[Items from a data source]
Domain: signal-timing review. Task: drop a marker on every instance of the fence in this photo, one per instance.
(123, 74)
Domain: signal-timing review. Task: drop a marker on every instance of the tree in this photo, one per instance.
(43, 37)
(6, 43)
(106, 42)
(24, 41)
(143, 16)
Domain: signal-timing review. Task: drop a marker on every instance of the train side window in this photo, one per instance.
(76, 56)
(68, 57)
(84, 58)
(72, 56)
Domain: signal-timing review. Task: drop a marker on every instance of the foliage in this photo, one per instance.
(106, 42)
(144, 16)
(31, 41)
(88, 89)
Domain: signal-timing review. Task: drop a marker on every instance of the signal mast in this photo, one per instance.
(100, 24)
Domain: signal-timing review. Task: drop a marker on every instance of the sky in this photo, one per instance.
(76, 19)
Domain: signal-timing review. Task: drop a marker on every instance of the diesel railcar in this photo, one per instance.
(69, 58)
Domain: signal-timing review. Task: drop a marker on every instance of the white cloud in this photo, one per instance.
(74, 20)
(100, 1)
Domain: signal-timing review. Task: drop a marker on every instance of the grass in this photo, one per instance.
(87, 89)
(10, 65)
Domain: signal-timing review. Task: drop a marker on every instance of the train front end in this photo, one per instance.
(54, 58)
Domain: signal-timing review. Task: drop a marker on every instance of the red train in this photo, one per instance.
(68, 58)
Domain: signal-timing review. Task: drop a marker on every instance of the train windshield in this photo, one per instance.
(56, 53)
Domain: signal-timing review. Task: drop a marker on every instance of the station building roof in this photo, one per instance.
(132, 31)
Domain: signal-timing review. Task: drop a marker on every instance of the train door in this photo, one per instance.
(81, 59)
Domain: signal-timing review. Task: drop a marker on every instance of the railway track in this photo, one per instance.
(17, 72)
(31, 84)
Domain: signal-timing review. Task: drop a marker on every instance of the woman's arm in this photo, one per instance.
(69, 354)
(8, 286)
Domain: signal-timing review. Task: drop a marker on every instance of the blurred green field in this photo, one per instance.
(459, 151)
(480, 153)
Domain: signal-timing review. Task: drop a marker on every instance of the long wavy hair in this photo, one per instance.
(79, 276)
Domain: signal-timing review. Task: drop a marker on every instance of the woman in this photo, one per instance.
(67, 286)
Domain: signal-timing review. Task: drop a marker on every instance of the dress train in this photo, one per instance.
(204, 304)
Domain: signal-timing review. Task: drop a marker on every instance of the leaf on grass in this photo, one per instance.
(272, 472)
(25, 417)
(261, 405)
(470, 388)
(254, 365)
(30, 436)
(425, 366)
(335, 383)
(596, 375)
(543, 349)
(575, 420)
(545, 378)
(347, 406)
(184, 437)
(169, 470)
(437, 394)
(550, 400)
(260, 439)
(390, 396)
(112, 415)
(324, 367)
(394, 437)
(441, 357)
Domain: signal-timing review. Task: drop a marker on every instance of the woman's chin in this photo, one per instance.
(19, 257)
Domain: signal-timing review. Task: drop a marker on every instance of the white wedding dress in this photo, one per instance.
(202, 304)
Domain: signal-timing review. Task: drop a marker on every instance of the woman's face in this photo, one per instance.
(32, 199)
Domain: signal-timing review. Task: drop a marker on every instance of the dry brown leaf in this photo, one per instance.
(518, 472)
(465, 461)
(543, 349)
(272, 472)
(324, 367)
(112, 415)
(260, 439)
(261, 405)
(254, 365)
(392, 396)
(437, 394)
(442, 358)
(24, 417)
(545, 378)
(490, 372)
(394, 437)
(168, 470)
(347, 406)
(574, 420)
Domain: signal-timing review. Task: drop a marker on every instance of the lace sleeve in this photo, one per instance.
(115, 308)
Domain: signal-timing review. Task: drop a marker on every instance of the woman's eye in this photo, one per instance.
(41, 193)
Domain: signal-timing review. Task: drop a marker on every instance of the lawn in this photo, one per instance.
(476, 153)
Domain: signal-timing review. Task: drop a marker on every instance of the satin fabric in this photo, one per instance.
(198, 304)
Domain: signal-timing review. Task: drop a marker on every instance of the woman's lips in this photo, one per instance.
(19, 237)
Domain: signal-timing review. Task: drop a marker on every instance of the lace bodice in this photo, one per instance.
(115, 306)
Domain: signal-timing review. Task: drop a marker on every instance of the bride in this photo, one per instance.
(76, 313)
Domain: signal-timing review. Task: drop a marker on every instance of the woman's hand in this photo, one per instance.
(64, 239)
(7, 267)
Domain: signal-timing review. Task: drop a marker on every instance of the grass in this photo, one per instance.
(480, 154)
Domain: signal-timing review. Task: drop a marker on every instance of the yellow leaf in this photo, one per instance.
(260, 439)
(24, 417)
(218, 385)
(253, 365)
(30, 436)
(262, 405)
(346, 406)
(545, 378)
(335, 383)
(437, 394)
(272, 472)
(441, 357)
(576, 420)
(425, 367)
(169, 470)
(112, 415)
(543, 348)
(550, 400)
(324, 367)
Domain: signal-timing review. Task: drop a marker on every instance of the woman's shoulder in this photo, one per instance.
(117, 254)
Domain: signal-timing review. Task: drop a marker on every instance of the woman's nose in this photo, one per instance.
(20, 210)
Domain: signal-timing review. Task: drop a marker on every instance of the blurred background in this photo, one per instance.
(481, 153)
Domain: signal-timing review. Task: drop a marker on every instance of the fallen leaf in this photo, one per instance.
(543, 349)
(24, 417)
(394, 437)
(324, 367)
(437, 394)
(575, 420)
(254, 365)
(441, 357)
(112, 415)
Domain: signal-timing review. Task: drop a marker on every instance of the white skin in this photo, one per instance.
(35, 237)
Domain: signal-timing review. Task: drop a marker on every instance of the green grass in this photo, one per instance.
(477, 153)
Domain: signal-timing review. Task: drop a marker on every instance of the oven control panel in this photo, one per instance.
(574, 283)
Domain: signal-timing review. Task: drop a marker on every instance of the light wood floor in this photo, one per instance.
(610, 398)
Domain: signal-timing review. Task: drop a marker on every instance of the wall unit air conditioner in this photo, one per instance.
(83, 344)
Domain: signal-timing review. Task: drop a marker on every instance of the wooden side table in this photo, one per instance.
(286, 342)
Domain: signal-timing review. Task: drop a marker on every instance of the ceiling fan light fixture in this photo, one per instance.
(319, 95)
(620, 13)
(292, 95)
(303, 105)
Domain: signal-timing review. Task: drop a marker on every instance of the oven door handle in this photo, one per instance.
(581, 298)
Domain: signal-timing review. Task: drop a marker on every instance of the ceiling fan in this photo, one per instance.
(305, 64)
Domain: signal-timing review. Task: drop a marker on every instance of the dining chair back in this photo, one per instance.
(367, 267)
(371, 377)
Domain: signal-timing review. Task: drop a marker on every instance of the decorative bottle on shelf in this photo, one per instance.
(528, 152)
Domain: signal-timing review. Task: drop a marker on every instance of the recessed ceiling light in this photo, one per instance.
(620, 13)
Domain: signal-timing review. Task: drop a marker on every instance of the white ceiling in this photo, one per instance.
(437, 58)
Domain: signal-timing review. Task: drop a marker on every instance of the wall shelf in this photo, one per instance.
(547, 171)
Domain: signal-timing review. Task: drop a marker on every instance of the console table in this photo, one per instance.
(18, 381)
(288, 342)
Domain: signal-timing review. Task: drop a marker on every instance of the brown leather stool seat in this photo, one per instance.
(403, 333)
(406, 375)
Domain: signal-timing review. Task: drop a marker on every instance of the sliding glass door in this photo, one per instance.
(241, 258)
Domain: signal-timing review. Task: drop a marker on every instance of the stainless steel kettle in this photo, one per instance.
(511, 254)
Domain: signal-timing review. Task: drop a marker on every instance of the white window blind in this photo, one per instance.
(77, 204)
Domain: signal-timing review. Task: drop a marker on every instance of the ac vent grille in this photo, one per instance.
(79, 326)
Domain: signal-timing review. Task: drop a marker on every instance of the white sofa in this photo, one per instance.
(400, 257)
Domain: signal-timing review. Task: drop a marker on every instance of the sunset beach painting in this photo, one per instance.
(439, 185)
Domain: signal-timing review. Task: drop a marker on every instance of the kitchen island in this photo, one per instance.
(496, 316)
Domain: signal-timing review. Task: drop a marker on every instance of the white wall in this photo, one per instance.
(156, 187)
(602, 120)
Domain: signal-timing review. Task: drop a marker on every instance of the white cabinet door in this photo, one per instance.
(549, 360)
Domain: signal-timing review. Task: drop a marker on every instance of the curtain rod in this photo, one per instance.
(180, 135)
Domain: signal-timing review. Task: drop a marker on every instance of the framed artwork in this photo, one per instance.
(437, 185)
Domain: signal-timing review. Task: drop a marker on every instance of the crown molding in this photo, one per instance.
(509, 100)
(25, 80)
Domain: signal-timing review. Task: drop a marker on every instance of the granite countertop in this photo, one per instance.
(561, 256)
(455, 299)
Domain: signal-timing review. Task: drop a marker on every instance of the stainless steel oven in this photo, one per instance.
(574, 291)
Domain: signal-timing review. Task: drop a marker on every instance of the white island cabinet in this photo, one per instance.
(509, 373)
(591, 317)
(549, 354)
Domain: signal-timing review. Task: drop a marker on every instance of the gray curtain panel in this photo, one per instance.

**PROBLEM DETAILS**
What's needed is a word-for-word copy of the lines from the one holding "artwork in this photo, one per instance." through the final line of the data.

**SOLUTION FOR THIS EXERCISE**
Domain: signal-timing review. Task: drop a marker on every instance of the framed artwork in this photo, one per instance.
(437, 185)
Domain: signal-timing review. Task: drop a marker on every instance of the crown molding in this photo, one per instance.
(509, 100)
(25, 80)
Domain: signal-timing review. Task: drop a marker on every instance of the granite countertop in this photo, one per instance.
(561, 256)
(455, 299)
Domain: signal-timing review. Task: drop a marker on every instance of the stainless steel oven in this photo, one per instance.
(574, 291)
Domain: signal-timing review. Task: drop a marker on every instance of the white island cabinet in this photo, one per instance.
(509, 373)
(591, 317)
(549, 354)
Domain: signal-timing review. Task: drop a marker on every instance of the gray curtain panel in this photo, one per instance.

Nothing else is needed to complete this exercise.